◆ What to produce
Please copy the rows below word for word, starting at the line containing "Task: indicate the wooden headboard" and ending at the line containing "x=355, y=348". Include both of those lines.

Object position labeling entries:
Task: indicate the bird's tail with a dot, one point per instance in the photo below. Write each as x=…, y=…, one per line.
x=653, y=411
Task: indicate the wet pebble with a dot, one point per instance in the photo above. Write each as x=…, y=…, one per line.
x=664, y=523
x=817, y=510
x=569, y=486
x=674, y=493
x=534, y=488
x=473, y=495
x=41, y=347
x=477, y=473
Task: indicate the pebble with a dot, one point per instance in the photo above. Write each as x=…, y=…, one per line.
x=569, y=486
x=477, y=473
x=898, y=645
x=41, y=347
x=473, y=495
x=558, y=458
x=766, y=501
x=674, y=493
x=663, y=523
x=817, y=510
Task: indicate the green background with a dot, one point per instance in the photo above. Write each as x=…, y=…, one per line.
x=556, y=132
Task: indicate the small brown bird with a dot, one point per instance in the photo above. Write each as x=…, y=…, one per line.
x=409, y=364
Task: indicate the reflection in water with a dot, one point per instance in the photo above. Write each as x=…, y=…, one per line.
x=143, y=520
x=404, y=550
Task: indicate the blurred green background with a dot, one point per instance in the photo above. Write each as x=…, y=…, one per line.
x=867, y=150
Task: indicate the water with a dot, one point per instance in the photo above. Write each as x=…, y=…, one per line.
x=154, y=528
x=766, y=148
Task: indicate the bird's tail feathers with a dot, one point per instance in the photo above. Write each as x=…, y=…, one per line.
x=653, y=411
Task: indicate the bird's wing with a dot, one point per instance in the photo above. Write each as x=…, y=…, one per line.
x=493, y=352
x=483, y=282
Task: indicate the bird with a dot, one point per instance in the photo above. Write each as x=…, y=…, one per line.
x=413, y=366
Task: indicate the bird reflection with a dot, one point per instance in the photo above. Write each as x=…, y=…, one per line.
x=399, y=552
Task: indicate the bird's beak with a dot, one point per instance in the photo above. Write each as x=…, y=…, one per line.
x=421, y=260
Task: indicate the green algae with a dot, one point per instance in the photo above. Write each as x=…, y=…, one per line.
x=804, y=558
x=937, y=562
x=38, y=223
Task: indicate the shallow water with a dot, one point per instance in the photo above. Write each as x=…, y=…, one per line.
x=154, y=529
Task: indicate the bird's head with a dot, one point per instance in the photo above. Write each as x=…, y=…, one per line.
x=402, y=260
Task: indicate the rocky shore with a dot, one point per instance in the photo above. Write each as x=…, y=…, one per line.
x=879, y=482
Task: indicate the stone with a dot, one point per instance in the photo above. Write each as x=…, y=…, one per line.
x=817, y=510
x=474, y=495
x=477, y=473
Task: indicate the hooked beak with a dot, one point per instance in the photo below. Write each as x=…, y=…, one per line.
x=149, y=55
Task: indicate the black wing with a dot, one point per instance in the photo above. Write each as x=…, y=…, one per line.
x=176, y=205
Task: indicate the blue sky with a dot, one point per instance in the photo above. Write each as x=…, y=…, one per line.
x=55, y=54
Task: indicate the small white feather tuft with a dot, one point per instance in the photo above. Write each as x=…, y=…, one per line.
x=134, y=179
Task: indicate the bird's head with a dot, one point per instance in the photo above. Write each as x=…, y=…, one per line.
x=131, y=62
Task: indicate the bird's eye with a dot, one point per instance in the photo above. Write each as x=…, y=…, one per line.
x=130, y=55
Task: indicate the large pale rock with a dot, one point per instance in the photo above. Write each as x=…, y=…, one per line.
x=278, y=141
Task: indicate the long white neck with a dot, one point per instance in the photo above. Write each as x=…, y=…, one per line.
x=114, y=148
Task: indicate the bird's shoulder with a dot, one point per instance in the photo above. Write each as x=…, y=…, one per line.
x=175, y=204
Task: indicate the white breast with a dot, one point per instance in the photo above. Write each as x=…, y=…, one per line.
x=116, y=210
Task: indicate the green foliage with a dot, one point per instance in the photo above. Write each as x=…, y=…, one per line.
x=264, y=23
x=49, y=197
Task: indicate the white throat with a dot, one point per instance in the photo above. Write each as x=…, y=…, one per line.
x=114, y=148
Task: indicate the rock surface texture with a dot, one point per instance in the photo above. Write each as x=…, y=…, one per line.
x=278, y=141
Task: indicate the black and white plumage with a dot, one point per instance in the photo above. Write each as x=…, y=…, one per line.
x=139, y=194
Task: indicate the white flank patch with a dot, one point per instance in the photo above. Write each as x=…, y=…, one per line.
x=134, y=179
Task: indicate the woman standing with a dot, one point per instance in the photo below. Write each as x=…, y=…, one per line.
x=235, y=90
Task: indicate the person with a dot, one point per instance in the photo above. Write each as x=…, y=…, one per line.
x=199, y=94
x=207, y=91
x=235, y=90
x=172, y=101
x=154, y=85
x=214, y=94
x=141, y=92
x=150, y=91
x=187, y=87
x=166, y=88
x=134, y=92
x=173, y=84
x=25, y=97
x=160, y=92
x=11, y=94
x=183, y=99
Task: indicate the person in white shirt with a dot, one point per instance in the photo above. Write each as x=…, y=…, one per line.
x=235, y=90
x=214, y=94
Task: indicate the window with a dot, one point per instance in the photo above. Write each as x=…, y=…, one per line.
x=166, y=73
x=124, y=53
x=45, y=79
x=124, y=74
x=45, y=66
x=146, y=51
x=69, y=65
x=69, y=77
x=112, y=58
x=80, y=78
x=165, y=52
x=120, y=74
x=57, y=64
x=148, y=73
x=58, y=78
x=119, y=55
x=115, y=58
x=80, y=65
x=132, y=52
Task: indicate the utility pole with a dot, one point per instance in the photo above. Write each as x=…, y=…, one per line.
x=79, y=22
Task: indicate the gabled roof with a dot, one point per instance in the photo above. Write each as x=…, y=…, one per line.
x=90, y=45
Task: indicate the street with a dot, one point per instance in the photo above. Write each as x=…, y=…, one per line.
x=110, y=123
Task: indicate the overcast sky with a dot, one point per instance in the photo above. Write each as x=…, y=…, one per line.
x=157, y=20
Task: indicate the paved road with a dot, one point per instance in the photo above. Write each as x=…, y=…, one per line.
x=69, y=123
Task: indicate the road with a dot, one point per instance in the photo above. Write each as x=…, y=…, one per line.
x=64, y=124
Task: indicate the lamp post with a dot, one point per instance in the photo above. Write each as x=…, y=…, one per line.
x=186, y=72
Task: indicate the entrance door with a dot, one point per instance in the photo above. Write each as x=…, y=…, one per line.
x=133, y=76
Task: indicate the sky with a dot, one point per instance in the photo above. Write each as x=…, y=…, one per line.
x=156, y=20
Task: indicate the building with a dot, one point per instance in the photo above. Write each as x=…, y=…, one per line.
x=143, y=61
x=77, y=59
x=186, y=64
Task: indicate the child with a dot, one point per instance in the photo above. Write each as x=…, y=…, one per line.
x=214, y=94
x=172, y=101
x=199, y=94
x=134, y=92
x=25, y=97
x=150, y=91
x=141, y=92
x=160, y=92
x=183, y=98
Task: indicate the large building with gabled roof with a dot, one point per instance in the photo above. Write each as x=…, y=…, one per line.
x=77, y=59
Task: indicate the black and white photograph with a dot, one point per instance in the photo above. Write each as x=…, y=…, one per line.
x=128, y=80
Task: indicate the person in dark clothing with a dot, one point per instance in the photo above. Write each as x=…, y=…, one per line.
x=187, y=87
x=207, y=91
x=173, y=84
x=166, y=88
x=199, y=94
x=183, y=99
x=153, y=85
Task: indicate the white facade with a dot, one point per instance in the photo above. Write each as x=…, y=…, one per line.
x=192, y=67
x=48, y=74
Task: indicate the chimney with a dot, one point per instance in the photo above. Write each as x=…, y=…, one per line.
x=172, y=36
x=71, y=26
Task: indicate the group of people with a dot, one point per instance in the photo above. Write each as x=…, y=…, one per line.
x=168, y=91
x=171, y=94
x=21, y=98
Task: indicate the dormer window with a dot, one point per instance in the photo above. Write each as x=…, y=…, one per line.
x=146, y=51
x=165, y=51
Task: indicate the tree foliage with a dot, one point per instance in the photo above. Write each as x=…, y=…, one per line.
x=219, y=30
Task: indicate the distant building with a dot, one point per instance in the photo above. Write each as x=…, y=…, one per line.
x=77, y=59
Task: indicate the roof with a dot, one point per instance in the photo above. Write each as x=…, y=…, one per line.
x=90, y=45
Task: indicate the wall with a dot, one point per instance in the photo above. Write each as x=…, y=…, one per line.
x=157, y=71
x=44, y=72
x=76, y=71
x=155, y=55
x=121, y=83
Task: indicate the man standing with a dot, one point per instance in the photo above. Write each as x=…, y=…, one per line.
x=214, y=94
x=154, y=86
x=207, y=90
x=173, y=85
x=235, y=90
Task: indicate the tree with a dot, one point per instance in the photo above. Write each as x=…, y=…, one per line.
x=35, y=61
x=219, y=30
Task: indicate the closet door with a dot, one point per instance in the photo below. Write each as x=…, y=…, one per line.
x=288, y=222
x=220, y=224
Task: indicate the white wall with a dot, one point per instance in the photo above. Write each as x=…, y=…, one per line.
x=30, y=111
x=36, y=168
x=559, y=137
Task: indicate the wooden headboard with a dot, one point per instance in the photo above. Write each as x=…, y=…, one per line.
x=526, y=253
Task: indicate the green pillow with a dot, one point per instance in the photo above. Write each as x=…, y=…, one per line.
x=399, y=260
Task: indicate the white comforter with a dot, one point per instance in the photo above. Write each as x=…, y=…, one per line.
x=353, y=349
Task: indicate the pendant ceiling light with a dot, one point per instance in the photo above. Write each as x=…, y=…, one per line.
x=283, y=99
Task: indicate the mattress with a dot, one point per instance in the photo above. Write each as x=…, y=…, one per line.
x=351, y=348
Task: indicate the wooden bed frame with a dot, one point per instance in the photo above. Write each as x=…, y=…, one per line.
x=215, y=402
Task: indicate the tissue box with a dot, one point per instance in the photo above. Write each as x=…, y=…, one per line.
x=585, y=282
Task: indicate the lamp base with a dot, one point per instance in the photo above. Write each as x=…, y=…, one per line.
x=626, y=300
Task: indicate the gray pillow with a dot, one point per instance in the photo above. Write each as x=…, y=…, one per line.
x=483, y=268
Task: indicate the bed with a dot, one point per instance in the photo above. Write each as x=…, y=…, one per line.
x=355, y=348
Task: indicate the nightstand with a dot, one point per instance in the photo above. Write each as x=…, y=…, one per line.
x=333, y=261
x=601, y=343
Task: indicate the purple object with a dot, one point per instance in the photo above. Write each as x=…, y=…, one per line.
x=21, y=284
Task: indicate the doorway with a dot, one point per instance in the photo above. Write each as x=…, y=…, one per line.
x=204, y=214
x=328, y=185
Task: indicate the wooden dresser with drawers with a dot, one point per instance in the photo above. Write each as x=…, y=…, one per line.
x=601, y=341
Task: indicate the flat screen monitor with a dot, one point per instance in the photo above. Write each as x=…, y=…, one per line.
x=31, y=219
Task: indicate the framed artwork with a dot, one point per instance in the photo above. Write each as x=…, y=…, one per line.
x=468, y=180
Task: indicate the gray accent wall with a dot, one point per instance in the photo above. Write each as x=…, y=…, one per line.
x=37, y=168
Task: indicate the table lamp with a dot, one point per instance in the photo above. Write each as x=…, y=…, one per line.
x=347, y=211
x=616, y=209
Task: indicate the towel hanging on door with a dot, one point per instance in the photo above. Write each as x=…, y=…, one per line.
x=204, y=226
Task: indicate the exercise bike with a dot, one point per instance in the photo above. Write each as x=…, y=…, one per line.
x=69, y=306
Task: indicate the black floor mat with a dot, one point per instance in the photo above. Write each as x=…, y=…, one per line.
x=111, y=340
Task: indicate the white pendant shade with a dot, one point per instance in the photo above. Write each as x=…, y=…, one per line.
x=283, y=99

◆ Output for this task
Task: indicate the wooden headboard with a dot, one point per instance in the photo above. Write each as x=…, y=…, one per line.
x=526, y=253
Task: indicate the green pillow with a dot, one point per instance in the photo above. Write each as x=…, y=…, one per line.
x=399, y=260
Task: indicate the white comforter with a dot, one point per instance in the photo above. Write each as x=…, y=…, one per line.
x=353, y=349
Task: indicate the pendant ceiling light with a dot, one point per instance in the photo above. Write each as x=…, y=…, one per line.
x=283, y=99
Task: indicate the mattress with a dot, one point per instance in the photo above. Write each as x=…, y=…, one per line.
x=351, y=348
Task: indicate the wooden bed frame with a dot, one point per instance in the photo above. Write each as x=…, y=…, one per line.
x=215, y=402
Task: indicate the tissue box with a dot, one point per instance in the photo above. Write each as x=…, y=…, one per line.
x=585, y=282
Task: indicate the lamp base with a dot, one point per instance in the photo above. Write each as x=…, y=…, one per line.
x=626, y=300
Task: indicate the gray pillow with a dot, one point per instance in the photo above. Write each as x=…, y=…, one per line.
x=483, y=268
Task: indicate the bed with a dot, one point per instance in the photo above. Write each as x=…, y=…, one per line.
x=355, y=348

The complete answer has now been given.